Your goal: Copy each line of the records below that contains the word "plastic".
· · ·
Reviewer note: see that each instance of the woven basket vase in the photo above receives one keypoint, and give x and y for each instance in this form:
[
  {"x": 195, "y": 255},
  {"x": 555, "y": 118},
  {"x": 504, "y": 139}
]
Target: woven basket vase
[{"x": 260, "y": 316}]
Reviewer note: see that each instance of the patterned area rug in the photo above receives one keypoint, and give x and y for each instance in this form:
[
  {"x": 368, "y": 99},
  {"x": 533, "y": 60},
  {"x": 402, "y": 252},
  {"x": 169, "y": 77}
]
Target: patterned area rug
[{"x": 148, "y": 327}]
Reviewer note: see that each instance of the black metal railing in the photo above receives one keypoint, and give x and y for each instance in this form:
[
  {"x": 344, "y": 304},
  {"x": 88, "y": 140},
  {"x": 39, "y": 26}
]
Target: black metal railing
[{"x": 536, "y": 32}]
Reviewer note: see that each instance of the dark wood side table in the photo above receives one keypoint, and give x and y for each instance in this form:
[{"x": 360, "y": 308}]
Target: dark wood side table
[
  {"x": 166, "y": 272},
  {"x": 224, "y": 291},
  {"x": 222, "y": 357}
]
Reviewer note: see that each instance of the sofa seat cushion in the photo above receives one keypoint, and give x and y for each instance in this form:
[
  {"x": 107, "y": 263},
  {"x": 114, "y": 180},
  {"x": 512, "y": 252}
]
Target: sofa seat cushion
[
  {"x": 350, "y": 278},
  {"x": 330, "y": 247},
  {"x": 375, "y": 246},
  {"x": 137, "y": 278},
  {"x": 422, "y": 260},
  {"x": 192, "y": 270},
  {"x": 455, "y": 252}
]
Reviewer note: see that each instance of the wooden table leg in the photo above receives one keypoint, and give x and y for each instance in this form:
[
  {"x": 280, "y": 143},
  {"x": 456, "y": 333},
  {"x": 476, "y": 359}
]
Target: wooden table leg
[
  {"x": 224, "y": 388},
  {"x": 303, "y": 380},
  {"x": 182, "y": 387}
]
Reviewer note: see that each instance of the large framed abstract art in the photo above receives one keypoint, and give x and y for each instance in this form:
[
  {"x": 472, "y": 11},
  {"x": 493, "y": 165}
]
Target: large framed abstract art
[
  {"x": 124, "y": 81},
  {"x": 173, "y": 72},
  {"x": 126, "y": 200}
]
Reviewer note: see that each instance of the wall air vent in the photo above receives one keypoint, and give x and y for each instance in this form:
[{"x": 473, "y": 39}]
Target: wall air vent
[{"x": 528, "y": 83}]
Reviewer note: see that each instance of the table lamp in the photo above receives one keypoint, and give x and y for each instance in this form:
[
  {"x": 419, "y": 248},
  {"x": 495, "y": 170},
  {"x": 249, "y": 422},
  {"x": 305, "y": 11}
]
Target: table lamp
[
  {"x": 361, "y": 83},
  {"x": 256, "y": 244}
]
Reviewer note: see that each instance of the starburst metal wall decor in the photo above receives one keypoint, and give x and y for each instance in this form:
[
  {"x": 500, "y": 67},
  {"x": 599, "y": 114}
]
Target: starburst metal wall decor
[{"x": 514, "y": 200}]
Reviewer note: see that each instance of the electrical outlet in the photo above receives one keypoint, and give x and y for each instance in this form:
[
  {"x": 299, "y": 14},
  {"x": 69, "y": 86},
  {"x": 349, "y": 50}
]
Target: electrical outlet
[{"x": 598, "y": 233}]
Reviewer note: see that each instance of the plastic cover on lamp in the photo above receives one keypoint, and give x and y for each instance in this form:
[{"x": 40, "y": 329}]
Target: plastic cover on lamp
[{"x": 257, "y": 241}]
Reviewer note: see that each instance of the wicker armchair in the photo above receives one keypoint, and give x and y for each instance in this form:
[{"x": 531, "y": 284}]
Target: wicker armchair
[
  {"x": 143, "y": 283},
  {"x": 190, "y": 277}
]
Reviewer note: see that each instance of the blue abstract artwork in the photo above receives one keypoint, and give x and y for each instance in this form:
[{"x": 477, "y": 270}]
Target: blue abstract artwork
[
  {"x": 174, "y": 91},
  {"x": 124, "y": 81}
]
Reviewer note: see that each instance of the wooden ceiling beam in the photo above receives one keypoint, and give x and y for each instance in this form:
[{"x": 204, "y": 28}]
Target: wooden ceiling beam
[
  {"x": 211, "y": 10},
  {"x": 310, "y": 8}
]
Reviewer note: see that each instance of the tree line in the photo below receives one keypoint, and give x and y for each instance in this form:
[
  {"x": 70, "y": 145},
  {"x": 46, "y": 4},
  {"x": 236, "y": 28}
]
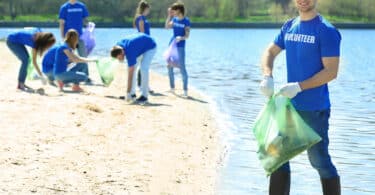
· · ·
Answer to the task:
Reviewer note: see that each instance of the plastic cover on lamp in the photo above receives one keypoint, and give x and y for each instance in this form:
Target: plastic cover on lamp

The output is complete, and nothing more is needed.